◆ **Exercise**: Could you write out all of the data again, word for word?

◆ **Working data**:
################

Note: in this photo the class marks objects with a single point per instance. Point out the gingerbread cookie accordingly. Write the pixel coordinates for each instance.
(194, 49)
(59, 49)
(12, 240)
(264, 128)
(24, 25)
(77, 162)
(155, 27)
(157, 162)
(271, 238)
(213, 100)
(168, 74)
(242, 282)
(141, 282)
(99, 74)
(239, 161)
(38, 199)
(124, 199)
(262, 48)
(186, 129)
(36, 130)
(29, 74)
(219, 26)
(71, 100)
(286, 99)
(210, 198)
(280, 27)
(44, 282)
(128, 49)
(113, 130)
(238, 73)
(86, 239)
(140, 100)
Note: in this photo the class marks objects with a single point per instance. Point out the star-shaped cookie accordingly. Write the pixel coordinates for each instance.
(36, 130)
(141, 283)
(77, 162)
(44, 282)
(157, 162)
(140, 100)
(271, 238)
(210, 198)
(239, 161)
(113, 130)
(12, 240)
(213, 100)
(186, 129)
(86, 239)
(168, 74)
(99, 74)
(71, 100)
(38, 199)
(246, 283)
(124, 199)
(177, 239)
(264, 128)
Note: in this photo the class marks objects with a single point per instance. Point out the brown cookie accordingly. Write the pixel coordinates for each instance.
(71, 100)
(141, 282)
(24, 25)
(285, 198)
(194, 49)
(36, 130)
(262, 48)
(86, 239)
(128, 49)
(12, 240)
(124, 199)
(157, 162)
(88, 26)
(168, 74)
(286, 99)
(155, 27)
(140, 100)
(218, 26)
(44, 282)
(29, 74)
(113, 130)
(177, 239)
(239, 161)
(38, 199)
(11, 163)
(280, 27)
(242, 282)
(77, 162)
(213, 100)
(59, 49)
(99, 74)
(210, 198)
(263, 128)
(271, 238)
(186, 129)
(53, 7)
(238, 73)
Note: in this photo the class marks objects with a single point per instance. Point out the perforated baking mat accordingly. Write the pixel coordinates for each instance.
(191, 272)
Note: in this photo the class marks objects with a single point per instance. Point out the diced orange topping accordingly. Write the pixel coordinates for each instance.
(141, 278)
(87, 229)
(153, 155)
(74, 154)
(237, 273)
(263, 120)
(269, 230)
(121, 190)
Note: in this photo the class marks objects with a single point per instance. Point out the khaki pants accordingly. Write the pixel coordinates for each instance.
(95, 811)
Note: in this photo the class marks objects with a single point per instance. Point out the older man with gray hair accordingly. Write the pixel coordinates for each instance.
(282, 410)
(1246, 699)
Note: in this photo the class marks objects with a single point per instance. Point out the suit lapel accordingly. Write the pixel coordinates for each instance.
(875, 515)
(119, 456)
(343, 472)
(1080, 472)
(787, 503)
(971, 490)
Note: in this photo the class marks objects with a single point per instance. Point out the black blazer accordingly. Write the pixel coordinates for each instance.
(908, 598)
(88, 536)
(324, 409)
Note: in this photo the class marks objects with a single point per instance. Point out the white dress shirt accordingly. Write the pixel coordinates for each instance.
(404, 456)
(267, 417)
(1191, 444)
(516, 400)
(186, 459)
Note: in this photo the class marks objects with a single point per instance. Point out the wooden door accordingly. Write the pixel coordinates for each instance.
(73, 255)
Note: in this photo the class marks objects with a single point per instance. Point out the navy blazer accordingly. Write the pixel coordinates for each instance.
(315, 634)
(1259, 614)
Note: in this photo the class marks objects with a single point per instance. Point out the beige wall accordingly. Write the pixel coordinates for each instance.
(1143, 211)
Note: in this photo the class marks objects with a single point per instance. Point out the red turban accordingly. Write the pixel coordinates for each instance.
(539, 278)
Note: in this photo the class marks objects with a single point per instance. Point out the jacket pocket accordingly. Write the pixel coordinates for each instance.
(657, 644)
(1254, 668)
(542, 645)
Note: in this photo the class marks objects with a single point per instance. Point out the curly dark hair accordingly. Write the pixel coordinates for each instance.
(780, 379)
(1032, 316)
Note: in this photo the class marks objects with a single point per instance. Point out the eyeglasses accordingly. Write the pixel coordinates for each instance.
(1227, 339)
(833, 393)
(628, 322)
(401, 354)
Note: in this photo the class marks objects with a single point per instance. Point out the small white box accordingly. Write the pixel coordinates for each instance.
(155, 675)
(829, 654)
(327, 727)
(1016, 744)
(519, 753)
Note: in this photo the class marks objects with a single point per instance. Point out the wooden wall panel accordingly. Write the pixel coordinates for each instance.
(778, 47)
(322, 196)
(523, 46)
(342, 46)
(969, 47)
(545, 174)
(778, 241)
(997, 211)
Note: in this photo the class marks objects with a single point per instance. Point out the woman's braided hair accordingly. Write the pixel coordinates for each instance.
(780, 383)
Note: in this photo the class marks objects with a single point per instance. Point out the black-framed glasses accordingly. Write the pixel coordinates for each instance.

################

◆ **Result of the task**:
Note: in this photo the class marks objects with a single point per instance. Point out the gingerbread cookie accordingly. Write the pixel coordinates for each instance.
(194, 49)
(59, 49)
(12, 240)
(264, 128)
(24, 25)
(77, 162)
(155, 27)
(157, 162)
(271, 238)
(213, 100)
(168, 74)
(242, 282)
(141, 282)
(99, 74)
(239, 161)
(38, 199)
(124, 199)
(262, 48)
(186, 129)
(36, 130)
(29, 74)
(219, 26)
(71, 100)
(286, 99)
(210, 198)
(280, 27)
(44, 282)
(128, 49)
(113, 130)
(238, 73)
(86, 239)
(140, 100)
Note: in this photo the class marks objects with a single point per instance. Point out the star-shaped cookie accordingly. Write the pixel coordinates for each instance.
(36, 130)
(141, 283)
(77, 162)
(44, 282)
(157, 162)
(140, 100)
(271, 238)
(210, 198)
(239, 161)
(113, 130)
(12, 240)
(213, 100)
(186, 129)
(86, 239)
(168, 74)
(99, 74)
(71, 100)
(38, 199)
(246, 283)
(124, 199)
(177, 239)
(264, 128)
Note: in this photo the class marks objects with a single point per instance. Point out the brown cookie accordingly. Write the pixel coordinates for each instance.
(71, 100)
(141, 282)
(24, 25)
(285, 198)
(194, 49)
(36, 130)
(262, 48)
(86, 239)
(128, 49)
(12, 240)
(124, 199)
(157, 162)
(88, 26)
(168, 74)
(286, 99)
(155, 27)
(140, 100)
(218, 26)
(44, 282)
(29, 74)
(113, 130)
(177, 239)
(239, 161)
(38, 199)
(11, 163)
(280, 27)
(242, 282)
(77, 162)
(213, 100)
(59, 49)
(99, 74)
(210, 198)
(263, 128)
(271, 238)
(186, 129)
(53, 7)
(238, 73)
Note: in this photo the class marks objects with a single point per instance. Point out the perforated baking mat accordingly. Write the pixel coordinates for each instance.
(191, 272)
Note: in this photo the class marks objects with a single point per instance. Point out the diced orange topping accordingly. Write the pixel coordinates for each instance.
(141, 278)
(87, 229)
(153, 155)
(74, 154)
(237, 273)
(263, 120)
(269, 230)
(121, 190)
Note: in this photo the class marks objects with a single point per instance. Point out the khaki pants accordingly. Write the pixel coordinates for each instance.
(95, 811)
Note: in this photo the class marks objects with a single point per instance. Point out the older man with gray hair accordingly. Write the pixel coordinates for each instance.
(282, 410)
(1246, 699)
Note: in this photo the class marks objects with a single point per instance. Point out the suit lapel accordingly. Write the pixel coordinates for each instance.
(875, 515)
(119, 456)
(343, 472)
(1080, 472)
(787, 503)
(971, 490)
Note: in this photo the class marks objects with a single point per instance. Point out the black blazer accordingly. Write the pixel coordinates for each instance.
(908, 598)
(88, 536)
(324, 409)
Note: in this photo the class marks objects with a single point per instance. Point out the white dress shirt accordingly. Write the pixel coordinates for each instance.
(404, 456)
(267, 417)
(1191, 444)
(516, 400)
(186, 459)
Note: in this photo the class marks objects with a single point per instance. Point out the wooden door accordingly. Write the pixel coordinates for each instance.
(73, 255)
Note: in this photo the class marks objects with a single point per instance. Point out the navy blazer accordingly. Write the pixel coordinates for each instance.
(315, 634)
(1259, 614)
Note: in this photo the class marks objects with a single point per instance. Point out the beige wall accordingly. Write the pixel coordinates for each instance.
(1143, 211)
Note: in this photo the class marks objects with a single point per instance. Point out the red turban accordingly. Write the pixel coordinates for each instance.
(539, 278)
Note: in this photo the class marks objects with a single point per instance. Point out the jacket pocket accordingly. Write the pixel coordinates for each instance.
(657, 644)
(1254, 668)
(542, 645)
Note: in this photo the class marks objects with a single point per instance. Point out the curly dark hair accordingly. Write the pixel coordinates for each instance.
(780, 379)
(1032, 316)
Note: in this photo the class marks objects with a single point per instance. Point out the eyeglasses accordingly. Write the pixel coordinates for each instance.
(1227, 339)
(833, 393)
(628, 322)
(401, 354)
Note: in this photo the class marks objects with a single point per instance. Point out the small white box accordingly. Write the pixel coordinates for each instance.
(155, 675)
(829, 654)
(327, 727)
(1016, 744)
(519, 753)
Note: in this photo the class marks objects with a single point per instance. Point out the wooden wall panel accordingly. Write the pixel coordinates for each instance.
(778, 47)
(322, 196)
(523, 46)
(342, 46)
(969, 47)
(545, 174)
(778, 241)
(997, 211)
Note: in this photo the class marks objects with a single point per instance. Point out the woman's braided hair accordingly. Write the pixel coordinates for each instance.
(780, 383)
Note: in this photo the class marks objects with a single point per instance. Point out the black-framed glasses accordingly. Write the pixel coordinates for each instance.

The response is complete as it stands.